● **Set task**
Locate every line of the items below that contains the word "white", and copy each such line in full. Case matters.

(Recorded data)
-- start --

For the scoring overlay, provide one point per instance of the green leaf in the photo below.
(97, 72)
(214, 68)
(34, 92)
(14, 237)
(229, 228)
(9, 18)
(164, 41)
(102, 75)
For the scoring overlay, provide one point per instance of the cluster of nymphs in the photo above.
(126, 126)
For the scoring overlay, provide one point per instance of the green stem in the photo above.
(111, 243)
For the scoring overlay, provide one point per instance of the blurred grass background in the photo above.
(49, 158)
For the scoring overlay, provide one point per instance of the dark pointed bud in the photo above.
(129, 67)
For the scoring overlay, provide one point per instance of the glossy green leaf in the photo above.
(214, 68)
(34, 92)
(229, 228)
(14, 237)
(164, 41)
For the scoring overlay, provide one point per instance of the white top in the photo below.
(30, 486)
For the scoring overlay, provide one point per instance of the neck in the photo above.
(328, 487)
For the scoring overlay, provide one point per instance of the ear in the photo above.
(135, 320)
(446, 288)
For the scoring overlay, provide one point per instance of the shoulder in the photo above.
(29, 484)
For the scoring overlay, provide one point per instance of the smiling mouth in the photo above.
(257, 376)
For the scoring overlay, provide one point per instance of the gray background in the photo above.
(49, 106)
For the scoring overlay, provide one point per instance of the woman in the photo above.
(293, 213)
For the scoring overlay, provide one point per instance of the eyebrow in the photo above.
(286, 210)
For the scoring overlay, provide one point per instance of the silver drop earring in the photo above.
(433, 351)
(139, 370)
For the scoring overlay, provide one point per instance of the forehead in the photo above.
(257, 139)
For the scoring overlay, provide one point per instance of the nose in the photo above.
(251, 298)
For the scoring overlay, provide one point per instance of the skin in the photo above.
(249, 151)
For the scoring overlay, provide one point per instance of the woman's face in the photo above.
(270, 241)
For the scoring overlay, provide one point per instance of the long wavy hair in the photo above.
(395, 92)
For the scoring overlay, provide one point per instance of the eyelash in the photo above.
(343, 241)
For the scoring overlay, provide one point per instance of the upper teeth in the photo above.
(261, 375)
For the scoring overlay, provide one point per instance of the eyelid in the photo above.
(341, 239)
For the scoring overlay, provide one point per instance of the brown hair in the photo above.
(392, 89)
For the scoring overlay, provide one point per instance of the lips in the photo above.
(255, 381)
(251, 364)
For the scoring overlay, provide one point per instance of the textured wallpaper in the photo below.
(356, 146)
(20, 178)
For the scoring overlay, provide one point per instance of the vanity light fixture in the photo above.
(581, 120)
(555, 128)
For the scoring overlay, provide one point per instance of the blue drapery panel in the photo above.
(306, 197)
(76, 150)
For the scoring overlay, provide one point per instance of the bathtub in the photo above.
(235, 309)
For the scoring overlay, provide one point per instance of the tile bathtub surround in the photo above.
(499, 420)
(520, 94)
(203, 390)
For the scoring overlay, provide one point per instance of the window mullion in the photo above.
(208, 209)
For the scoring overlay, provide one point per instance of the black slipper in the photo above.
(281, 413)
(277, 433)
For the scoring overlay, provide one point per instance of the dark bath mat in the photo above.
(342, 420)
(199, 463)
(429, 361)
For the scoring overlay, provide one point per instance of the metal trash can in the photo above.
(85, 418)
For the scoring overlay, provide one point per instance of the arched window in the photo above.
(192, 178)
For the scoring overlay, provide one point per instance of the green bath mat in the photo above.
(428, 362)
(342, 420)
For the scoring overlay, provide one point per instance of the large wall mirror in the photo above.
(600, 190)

-- end --
-- start --

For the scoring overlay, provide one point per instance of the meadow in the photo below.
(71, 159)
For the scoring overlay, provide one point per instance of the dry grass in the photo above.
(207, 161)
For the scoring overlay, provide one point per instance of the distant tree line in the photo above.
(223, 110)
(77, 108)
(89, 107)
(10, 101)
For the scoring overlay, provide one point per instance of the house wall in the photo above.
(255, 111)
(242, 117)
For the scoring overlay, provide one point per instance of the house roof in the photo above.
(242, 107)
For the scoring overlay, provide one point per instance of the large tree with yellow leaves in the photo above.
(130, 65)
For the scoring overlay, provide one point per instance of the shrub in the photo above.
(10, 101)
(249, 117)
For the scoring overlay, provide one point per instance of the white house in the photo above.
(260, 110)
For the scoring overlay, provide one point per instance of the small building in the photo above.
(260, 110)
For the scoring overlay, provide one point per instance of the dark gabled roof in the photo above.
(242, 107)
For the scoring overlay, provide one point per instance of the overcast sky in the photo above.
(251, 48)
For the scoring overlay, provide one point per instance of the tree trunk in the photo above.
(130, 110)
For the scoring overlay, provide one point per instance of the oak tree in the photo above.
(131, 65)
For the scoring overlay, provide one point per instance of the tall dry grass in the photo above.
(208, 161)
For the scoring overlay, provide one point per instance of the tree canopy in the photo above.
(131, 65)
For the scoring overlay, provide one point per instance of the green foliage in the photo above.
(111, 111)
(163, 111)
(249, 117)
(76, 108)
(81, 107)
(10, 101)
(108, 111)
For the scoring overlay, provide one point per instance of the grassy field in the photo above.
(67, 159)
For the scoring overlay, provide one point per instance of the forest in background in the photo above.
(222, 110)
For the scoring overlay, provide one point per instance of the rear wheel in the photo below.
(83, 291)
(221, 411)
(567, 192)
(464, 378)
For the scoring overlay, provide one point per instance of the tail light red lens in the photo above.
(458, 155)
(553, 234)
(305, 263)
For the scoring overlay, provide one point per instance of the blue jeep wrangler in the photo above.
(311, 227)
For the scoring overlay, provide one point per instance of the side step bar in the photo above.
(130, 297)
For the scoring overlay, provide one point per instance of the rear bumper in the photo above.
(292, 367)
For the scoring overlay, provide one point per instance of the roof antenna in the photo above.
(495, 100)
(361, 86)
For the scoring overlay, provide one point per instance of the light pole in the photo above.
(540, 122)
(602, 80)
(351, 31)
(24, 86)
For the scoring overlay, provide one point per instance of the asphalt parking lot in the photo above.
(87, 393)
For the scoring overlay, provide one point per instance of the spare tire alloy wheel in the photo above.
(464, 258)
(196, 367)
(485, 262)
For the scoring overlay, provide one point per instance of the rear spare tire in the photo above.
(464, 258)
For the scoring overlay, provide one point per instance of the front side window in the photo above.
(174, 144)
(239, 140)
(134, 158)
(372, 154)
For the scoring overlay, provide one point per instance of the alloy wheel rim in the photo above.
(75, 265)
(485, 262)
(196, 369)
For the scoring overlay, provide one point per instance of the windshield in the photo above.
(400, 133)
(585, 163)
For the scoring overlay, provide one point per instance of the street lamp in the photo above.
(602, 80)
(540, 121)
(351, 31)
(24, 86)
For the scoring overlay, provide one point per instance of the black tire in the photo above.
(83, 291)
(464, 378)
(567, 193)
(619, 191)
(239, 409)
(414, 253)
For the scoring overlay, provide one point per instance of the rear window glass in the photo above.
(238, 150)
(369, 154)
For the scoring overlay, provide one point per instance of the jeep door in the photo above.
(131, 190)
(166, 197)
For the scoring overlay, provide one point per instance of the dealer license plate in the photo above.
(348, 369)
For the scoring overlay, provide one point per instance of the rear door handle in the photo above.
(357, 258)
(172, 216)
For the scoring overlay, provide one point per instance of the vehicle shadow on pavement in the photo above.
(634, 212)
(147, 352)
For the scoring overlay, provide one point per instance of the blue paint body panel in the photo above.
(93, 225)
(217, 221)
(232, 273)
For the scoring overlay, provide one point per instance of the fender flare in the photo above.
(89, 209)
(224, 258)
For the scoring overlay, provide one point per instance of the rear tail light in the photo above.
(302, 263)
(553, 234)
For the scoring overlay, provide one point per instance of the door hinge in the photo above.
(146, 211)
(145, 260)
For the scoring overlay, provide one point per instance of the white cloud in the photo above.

-- end --
-- start --

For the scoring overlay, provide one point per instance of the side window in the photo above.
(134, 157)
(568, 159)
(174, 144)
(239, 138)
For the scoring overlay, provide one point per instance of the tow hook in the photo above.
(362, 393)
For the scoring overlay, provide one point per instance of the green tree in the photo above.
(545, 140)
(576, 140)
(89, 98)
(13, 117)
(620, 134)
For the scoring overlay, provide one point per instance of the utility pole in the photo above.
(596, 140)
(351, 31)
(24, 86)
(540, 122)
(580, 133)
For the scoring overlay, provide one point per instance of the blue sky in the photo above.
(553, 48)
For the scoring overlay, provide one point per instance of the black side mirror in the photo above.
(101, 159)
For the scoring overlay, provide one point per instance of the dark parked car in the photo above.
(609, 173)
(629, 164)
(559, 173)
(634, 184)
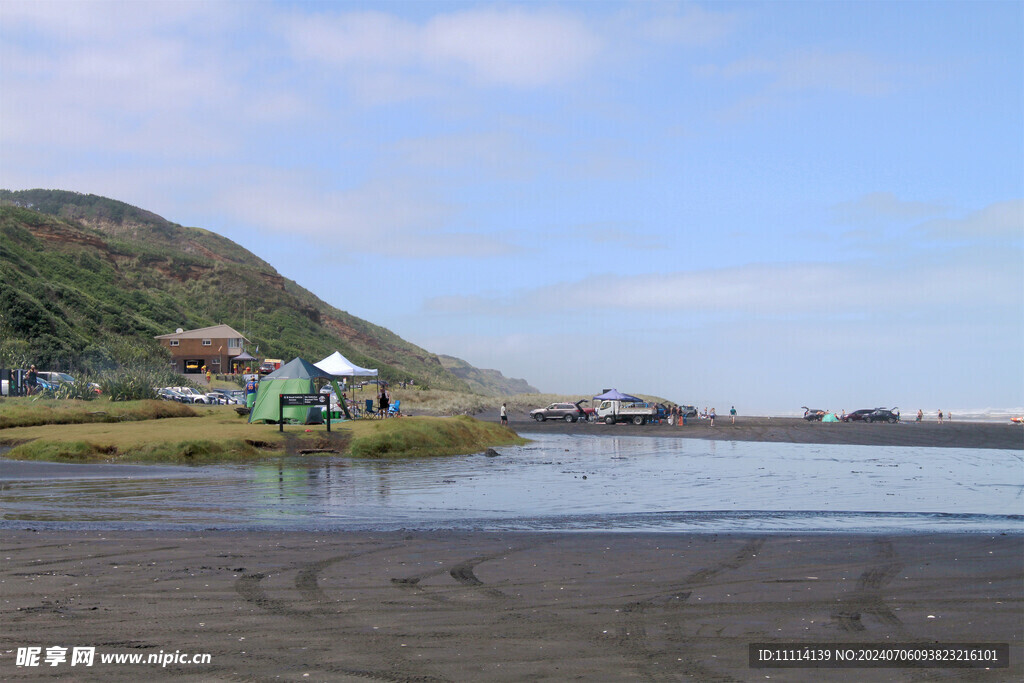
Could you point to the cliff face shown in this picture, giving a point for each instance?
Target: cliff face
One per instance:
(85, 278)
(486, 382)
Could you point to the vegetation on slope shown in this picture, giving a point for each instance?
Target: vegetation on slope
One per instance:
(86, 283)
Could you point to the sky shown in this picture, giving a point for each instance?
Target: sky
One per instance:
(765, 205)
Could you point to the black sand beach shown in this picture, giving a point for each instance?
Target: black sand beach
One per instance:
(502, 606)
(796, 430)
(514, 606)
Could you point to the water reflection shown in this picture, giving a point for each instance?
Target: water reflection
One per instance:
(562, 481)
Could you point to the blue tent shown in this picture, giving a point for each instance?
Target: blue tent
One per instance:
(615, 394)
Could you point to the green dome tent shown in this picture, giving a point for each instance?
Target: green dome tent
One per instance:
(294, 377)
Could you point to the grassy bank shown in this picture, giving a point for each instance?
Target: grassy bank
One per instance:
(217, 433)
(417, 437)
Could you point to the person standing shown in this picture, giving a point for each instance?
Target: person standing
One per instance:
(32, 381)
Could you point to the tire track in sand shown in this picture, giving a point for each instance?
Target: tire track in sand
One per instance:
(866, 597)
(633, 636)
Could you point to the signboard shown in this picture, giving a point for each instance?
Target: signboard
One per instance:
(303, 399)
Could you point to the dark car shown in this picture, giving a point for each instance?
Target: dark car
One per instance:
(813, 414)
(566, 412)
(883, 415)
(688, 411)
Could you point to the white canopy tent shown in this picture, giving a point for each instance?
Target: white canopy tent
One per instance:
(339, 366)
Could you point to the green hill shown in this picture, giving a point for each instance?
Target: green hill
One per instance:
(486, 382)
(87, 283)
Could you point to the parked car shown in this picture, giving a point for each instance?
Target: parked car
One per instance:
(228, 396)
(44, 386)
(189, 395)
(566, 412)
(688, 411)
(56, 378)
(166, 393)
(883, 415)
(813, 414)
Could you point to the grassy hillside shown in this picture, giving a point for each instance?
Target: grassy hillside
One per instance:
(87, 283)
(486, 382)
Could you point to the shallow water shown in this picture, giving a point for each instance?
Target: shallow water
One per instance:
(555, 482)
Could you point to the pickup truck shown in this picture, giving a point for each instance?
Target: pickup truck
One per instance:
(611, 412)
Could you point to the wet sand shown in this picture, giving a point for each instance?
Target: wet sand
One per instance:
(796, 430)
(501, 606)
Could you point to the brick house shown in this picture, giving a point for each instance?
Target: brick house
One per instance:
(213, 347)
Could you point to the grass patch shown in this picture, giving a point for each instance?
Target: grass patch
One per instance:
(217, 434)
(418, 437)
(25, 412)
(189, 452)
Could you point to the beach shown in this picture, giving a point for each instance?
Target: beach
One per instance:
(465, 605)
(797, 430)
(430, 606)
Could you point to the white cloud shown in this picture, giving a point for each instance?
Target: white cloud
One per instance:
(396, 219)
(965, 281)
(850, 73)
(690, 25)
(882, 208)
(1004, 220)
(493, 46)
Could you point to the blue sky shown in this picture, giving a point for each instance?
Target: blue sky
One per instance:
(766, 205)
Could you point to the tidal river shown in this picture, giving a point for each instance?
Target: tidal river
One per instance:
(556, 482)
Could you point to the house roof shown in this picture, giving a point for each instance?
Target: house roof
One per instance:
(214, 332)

-- end --

● **Exercise result**
For the scoring overlay, provide one point per instance of the white top in the photo below.
For the scoring overlay, provide one point per instance of the white house in the photo above.
For the scoring overlay, provide one point per instance of the white cloud in the photo above.
Could you point to the white canopy tent shown in this picture, giving a point for each instance?
Target: white canopy tent
Could you point to the white cloud shown in this picture, giving a point for each instance?
Target: white cloud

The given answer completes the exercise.